Text provided ::
Think of the ultimate African wildlife experience and Maasai Mara will spring to mind. This vast game reserve - located in the Great Rift Valley - is named after the ancient Maasai tribe and the word ‘mara’ translates to ‘spotted’, which aptly describes the acacia trees and herds of wildebeest and zebras dotting the glasslands. These vast plains are home to a rich variety of flora and fauna, and there’s no better (or more exhilarating) way to explore them than with a guided safari. Spot all members of the Big Five and many more wonderful creatures while deepening your understanding of these epic ecosystems and the conservation challenges they face.
Together with the neighbouring Serengeti National Park, Maasai Mara is famous for hosting one of the most breathtaking wildlife events on Earth. Every year from July to September, millions of wildebeests and zebras migrate in their millions across the vast plains and rivers in search for food and water. One of the largest mammal migrations in the world, this unforgettable spectacle has long captured the attention of naturalists, photographers and filmmakers - and now it’s your turn to get in on the action.
Though animals reign supreme, the outskirts of Maasai Mara are dotted with traditional villages, community conservancies and private lodges, offering a fascinating insight into how tourism, indigenous tribes and the wildlife exist in harmony.
Awe-inspiring vistas, endless animal encounters and traditional Kenyan culture make Maasai Mara a highlight on many people’s East African itineraries. So what are you waiting for? It’s time to pack those not-so-flattering khaki clothes and prepare to plunge into the wilderness.

Excerpted records ::
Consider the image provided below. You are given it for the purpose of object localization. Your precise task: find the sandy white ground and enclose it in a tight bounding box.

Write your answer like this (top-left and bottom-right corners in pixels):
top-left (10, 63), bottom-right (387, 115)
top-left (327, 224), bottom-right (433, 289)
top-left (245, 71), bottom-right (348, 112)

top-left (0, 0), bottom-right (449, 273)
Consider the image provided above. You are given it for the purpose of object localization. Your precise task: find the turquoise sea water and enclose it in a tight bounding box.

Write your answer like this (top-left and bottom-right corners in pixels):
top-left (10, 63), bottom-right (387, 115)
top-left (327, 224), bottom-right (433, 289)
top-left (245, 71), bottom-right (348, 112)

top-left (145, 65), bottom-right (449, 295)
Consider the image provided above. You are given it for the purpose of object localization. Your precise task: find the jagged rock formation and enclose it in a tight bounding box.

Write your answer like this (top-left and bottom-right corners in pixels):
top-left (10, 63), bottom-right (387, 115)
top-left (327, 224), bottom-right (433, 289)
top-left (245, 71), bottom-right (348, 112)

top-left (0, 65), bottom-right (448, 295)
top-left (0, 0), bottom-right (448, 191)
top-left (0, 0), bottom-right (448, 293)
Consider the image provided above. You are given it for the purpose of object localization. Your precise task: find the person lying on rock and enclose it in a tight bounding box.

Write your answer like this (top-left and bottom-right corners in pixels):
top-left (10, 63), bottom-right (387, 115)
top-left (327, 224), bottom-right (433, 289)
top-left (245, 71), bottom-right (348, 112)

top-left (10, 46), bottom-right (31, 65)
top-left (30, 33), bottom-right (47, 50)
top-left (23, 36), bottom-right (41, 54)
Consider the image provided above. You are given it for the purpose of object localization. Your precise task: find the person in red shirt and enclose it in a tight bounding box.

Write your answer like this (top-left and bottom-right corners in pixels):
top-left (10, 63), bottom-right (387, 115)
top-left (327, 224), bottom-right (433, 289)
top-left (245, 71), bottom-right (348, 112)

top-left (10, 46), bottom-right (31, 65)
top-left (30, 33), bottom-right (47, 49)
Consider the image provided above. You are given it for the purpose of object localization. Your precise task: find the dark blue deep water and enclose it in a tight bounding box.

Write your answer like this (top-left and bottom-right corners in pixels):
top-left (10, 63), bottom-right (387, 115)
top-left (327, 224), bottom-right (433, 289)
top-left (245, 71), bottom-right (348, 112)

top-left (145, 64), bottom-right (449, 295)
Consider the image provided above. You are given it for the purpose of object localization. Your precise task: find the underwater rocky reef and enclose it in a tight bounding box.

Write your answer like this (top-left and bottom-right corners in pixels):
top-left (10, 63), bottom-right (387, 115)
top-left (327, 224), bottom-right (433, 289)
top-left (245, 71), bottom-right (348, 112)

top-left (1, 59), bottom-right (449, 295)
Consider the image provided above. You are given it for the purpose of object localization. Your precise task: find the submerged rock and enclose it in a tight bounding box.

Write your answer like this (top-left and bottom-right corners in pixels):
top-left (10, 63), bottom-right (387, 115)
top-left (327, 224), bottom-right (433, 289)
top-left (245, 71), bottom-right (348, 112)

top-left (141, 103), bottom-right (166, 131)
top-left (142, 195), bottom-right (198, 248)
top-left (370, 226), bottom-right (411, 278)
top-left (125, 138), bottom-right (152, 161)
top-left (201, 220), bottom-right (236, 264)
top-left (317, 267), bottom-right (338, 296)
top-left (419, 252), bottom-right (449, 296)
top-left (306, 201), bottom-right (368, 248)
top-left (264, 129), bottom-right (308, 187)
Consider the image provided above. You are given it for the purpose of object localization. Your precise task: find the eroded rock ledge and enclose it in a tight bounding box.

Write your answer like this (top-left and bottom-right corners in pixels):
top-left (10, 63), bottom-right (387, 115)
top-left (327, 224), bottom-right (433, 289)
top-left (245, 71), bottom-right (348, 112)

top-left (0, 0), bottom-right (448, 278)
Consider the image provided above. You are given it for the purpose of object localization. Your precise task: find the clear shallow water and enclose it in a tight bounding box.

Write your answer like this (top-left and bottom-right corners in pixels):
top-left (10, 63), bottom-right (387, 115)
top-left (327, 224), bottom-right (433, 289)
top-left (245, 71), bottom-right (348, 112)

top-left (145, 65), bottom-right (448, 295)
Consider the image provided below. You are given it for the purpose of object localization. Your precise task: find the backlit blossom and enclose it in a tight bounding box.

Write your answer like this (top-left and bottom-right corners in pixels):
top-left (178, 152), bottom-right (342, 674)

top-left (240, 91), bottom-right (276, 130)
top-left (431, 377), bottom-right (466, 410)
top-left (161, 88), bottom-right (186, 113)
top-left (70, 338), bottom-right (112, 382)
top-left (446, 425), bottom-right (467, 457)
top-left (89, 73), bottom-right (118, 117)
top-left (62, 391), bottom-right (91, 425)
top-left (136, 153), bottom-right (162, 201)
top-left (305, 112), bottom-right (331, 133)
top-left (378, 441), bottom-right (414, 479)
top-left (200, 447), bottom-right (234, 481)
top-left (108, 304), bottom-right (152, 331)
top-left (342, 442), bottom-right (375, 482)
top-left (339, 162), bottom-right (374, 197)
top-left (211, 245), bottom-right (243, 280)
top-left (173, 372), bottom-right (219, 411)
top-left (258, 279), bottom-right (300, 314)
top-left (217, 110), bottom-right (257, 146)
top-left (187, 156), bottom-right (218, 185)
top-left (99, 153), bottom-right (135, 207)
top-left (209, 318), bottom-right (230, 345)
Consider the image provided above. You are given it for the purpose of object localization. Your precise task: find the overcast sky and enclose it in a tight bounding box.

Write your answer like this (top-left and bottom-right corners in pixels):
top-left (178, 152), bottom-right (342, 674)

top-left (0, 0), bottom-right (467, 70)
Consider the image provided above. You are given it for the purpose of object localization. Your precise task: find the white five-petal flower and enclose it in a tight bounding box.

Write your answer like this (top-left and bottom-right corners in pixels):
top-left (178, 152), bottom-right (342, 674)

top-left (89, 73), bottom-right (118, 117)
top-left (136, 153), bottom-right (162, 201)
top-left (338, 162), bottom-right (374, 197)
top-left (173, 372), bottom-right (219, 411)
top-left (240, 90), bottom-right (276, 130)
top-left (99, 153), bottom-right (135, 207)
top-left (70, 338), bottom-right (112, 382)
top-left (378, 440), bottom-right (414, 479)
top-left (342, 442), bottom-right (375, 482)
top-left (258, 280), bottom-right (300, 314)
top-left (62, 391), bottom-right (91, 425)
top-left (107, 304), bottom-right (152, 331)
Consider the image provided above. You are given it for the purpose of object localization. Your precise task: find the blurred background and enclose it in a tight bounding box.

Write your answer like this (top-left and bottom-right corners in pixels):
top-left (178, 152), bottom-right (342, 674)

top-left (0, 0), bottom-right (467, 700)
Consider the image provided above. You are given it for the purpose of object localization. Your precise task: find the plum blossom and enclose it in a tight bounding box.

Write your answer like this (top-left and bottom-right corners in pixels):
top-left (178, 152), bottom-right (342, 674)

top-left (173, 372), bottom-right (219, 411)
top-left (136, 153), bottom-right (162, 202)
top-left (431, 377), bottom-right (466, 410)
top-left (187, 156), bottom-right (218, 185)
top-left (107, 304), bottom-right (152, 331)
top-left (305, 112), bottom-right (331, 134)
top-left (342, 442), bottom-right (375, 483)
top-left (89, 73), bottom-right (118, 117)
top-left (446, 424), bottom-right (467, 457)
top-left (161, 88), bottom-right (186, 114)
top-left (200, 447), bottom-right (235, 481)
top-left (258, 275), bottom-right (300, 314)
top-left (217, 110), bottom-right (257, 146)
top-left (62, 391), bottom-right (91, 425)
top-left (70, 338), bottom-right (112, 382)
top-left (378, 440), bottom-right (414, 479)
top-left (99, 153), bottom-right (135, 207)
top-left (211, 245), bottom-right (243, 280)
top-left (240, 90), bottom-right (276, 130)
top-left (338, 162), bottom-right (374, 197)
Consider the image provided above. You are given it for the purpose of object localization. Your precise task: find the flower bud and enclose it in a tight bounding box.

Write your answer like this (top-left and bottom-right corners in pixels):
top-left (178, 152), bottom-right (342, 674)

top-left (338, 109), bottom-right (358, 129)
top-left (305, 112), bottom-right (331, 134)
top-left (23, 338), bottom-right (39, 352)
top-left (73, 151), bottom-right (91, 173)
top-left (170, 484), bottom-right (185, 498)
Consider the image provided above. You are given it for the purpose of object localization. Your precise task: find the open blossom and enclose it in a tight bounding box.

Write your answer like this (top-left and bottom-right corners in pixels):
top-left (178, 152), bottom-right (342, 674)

Challenges ::
**A)** Summarize the Maasai Mara text above in two sentences.
**B)** From the Maasai Mara text above, extract verbatim the part that opens with the words containing "Together with the" and closes with "exist in harmony.".

The solutions ::
**A)** Maasai Mara, a vast game reserve in the Great Rift Valley named after the Maasai tribe, can be explored on a guided safari to spot the Big Five and many other creatures. Together with the neighboring Serengeti National Park, it hosts one of the largest mammal migrations in the world from July to September, and its outskirts hold traditional villages, community conservancies and private lodges.

**B)**
Together with the neighbouring Serengeti National Park, Maasai Mara is famous for hosting one of the most breathtaking wildlife events on Earth. Every year from July to September, millions of wildebeests and zebras migrate in their millions across the vast plains and rivers in search for food and water. One of the largest mammal migrations in the world, this unforgettable spectacle has long captured the attention of naturalists, photographers and filmmakers - and now it’s your turn to get in on the action.
Though animals reign supreme, the outskirts of Maasai Mara are dotted with traditional villages, community conservancies and private lodges, offering a fascinating insight into how tourism, indigenous tribes and the wildlife exist in harmony.